To do:
Below are some entries. Output each one exactly as it appears.

Stored data entries
*** Block opens ***

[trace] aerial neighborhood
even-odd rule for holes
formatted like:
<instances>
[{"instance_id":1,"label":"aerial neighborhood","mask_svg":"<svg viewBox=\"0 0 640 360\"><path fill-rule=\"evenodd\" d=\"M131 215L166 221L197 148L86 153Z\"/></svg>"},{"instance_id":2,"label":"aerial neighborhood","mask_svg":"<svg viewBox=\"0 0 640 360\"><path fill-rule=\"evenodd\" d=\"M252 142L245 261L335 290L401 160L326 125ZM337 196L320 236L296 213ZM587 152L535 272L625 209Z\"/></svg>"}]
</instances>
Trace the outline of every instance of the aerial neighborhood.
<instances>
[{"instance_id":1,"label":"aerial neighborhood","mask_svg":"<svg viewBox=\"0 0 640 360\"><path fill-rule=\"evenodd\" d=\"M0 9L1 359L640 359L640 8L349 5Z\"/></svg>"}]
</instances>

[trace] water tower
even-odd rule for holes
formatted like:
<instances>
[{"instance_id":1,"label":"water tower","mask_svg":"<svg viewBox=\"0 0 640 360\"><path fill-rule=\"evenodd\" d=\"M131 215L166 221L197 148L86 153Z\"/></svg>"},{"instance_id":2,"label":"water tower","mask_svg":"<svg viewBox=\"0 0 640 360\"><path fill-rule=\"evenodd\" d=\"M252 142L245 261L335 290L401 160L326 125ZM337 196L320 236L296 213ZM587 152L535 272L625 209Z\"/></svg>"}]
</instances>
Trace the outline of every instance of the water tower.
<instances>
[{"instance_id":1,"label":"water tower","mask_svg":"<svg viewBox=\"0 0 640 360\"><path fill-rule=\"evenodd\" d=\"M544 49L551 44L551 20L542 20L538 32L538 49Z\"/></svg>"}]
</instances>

*** Block closes ***

Problem solution:
[trace] aerial neighborhood
even-odd rule for holes
formatted like:
<instances>
[{"instance_id":1,"label":"aerial neighborhood","mask_svg":"<svg viewBox=\"0 0 640 360\"><path fill-rule=\"evenodd\" d=\"M131 215L166 221L197 148L86 153Z\"/></svg>"},{"instance_id":2,"label":"aerial neighborhood","mask_svg":"<svg viewBox=\"0 0 640 360\"><path fill-rule=\"evenodd\" d=\"M252 142L245 261L335 290L401 160L326 125ZM337 196L320 236L296 213ZM587 152L535 272L625 209Z\"/></svg>"}]
</instances>
Trace the outline of every instance of the aerial neighborhood.
<instances>
[{"instance_id":1,"label":"aerial neighborhood","mask_svg":"<svg viewBox=\"0 0 640 360\"><path fill-rule=\"evenodd\" d=\"M0 9L1 359L640 359L640 8L349 5Z\"/></svg>"}]
</instances>

[trace] water tower
even-odd rule for holes
formatted like:
<instances>
[{"instance_id":1,"label":"water tower","mask_svg":"<svg viewBox=\"0 0 640 360\"><path fill-rule=\"evenodd\" d=\"M131 215L166 221L197 148L86 153Z\"/></svg>"},{"instance_id":2,"label":"water tower","mask_svg":"<svg viewBox=\"0 0 640 360\"><path fill-rule=\"evenodd\" d=\"M252 142L245 261L335 290L401 160L326 125ZM337 196L320 236L296 213ZM587 152L535 272L625 209Z\"/></svg>"}]
</instances>
Trace the outline of every instance of the water tower.
<instances>
[{"instance_id":1,"label":"water tower","mask_svg":"<svg viewBox=\"0 0 640 360\"><path fill-rule=\"evenodd\" d=\"M544 49L551 44L551 20L542 20L538 32L538 49Z\"/></svg>"}]
</instances>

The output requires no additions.